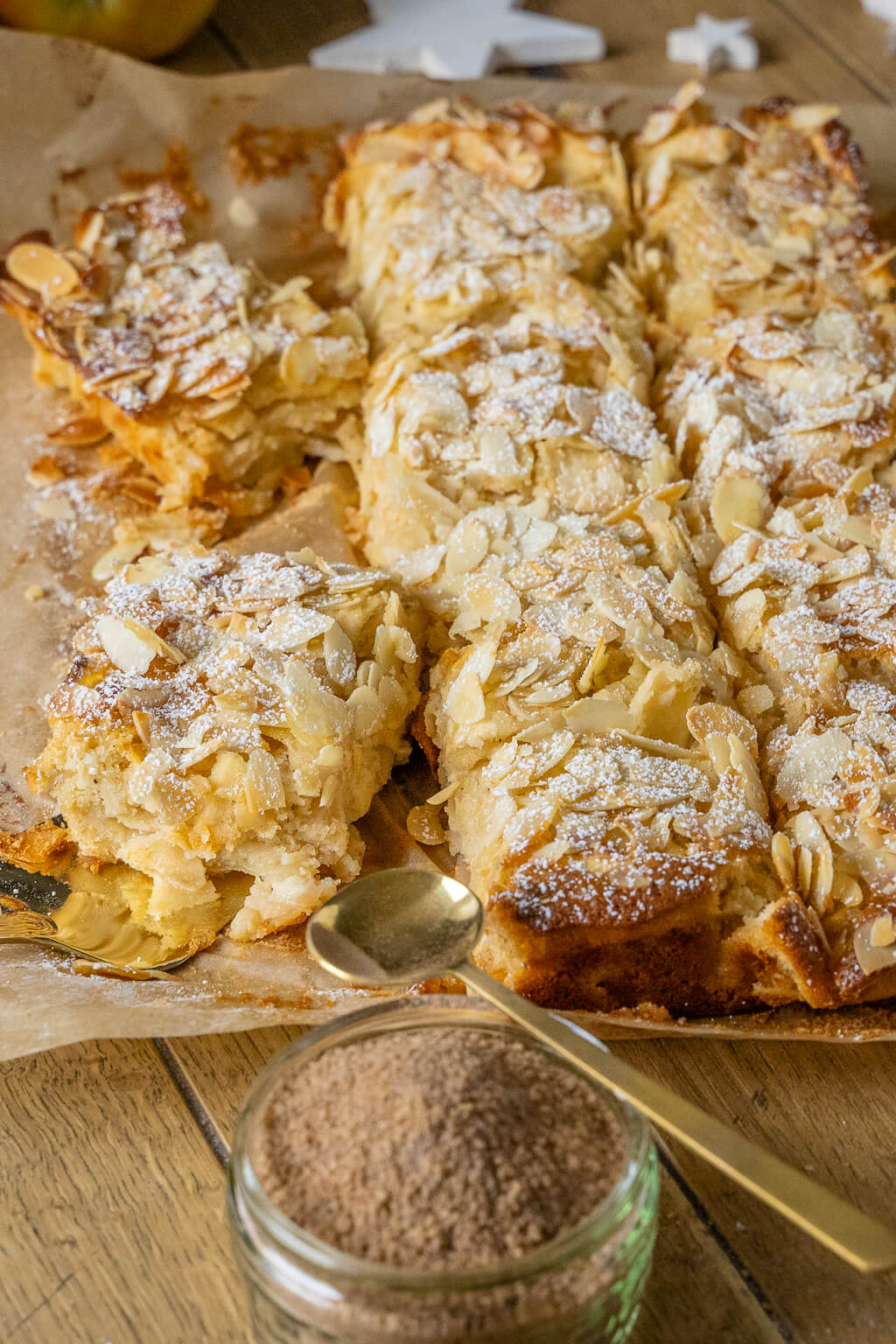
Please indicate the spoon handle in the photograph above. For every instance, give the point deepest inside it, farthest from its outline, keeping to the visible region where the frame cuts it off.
(856, 1238)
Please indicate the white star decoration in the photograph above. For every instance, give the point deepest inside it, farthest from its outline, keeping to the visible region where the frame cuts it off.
(458, 39)
(713, 43)
(884, 10)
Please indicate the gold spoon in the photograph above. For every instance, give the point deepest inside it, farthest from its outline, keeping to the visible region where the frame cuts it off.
(404, 925)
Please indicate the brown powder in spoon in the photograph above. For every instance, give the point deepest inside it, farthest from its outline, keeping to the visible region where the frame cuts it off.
(437, 1148)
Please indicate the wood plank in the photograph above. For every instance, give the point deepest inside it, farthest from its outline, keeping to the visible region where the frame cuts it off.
(858, 39)
(206, 54)
(688, 1261)
(112, 1206)
(281, 32)
(793, 60)
(826, 1109)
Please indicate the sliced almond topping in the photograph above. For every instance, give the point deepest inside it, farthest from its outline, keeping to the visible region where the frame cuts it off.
(738, 503)
(870, 955)
(424, 825)
(782, 857)
(881, 932)
(42, 268)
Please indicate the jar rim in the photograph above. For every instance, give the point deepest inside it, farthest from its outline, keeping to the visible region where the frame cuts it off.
(246, 1190)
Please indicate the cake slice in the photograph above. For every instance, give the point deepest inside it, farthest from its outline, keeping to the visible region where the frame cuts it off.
(601, 782)
(760, 211)
(546, 408)
(231, 715)
(808, 602)
(213, 376)
(767, 406)
(446, 214)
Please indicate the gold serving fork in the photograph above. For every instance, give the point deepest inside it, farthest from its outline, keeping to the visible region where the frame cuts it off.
(98, 933)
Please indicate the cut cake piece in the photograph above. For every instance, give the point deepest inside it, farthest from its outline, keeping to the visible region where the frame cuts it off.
(211, 375)
(446, 214)
(231, 715)
(808, 602)
(547, 408)
(780, 403)
(602, 788)
(760, 211)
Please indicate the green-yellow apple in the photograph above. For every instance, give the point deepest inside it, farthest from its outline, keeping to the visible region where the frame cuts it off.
(140, 27)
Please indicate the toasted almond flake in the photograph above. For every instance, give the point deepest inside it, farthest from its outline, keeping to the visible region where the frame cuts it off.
(881, 932)
(331, 757)
(43, 269)
(782, 857)
(812, 116)
(739, 503)
(143, 724)
(871, 956)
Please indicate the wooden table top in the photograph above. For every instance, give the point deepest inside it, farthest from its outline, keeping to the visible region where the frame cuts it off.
(112, 1155)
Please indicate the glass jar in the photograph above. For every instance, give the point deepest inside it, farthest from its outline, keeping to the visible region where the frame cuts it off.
(582, 1288)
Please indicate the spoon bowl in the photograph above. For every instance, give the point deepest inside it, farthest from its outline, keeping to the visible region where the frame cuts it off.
(396, 928)
(404, 925)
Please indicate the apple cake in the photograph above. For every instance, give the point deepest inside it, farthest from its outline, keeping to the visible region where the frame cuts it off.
(602, 787)
(444, 215)
(203, 370)
(629, 445)
(780, 405)
(758, 213)
(653, 776)
(231, 715)
(549, 408)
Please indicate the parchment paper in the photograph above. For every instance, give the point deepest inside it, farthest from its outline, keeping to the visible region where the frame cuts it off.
(74, 117)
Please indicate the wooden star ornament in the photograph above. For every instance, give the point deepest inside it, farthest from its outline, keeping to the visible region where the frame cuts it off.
(458, 39)
(713, 45)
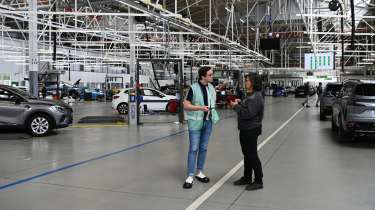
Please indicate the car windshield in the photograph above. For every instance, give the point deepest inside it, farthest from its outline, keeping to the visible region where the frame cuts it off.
(365, 90)
(333, 89)
(21, 92)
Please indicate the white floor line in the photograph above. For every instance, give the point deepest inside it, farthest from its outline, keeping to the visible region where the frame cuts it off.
(199, 201)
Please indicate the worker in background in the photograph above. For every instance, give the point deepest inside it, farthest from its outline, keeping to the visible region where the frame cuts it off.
(44, 91)
(307, 92)
(201, 115)
(250, 115)
(320, 94)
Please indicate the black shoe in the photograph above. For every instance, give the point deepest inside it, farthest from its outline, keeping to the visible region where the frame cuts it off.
(242, 181)
(254, 186)
(204, 179)
(187, 185)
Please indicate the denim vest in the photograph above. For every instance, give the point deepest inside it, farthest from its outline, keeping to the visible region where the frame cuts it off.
(195, 118)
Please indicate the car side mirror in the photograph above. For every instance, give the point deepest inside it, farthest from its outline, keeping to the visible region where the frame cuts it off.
(17, 100)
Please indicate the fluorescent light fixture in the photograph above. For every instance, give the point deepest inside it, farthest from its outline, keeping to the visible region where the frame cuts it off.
(368, 59)
(182, 53)
(364, 63)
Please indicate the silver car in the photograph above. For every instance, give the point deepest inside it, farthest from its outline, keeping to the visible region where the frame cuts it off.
(328, 97)
(354, 110)
(38, 117)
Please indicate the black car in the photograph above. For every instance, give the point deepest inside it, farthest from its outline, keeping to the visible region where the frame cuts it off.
(353, 113)
(328, 98)
(38, 117)
(300, 91)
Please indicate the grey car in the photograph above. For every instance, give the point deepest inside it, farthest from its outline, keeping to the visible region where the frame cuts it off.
(38, 117)
(354, 110)
(328, 97)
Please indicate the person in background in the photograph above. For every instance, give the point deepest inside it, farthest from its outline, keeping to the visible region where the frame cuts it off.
(201, 115)
(250, 116)
(44, 91)
(306, 90)
(320, 94)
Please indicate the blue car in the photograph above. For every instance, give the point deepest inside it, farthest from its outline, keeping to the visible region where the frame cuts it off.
(279, 91)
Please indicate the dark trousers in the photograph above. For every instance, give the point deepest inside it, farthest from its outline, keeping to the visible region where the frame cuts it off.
(248, 140)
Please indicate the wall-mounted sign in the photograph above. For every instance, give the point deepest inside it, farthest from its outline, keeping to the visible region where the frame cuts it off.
(319, 61)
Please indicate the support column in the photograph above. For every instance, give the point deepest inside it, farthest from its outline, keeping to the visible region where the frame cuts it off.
(33, 49)
(181, 81)
(133, 106)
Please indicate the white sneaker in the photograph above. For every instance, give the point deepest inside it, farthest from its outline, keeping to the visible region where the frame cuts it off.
(189, 180)
(200, 175)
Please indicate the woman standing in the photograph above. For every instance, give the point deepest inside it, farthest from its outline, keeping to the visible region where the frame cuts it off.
(250, 116)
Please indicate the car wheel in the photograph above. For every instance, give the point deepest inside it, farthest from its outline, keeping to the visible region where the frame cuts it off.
(333, 125)
(39, 125)
(343, 135)
(122, 108)
(322, 115)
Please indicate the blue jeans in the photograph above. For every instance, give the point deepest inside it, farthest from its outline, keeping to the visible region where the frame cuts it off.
(198, 147)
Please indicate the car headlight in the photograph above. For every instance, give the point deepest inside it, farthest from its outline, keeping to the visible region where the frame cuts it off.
(56, 108)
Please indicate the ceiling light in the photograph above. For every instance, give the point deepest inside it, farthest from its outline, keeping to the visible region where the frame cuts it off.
(334, 5)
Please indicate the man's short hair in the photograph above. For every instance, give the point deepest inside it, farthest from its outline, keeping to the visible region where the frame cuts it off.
(202, 72)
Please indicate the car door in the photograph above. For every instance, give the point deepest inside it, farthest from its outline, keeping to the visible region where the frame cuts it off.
(11, 113)
(346, 97)
(163, 100)
(152, 99)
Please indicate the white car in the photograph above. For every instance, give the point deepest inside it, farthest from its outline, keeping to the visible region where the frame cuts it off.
(153, 99)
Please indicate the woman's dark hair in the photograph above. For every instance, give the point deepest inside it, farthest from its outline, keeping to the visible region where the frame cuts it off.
(202, 72)
(256, 80)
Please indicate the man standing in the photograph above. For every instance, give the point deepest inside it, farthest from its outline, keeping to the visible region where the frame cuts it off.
(201, 115)
(320, 93)
(307, 93)
(44, 91)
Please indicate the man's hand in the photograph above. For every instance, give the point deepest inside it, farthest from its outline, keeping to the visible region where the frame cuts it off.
(205, 108)
(233, 103)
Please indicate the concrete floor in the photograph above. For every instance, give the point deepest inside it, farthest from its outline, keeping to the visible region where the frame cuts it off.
(144, 167)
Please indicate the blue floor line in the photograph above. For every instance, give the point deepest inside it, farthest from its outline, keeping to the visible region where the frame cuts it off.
(21, 181)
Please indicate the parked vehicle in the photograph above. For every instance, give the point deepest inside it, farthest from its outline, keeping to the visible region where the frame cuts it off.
(353, 113)
(151, 100)
(93, 95)
(328, 98)
(279, 91)
(290, 90)
(38, 117)
(300, 91)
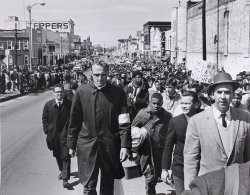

■ REQUEST:
Please report every line above that contains the word "serving", copying each one in full.

■ ANSWER:
Please indicate the gold serving fork in the photograph above. For every instance, give the point deepest inside it, farthest from its outline, keeping to the visible region where the frame cuts it off.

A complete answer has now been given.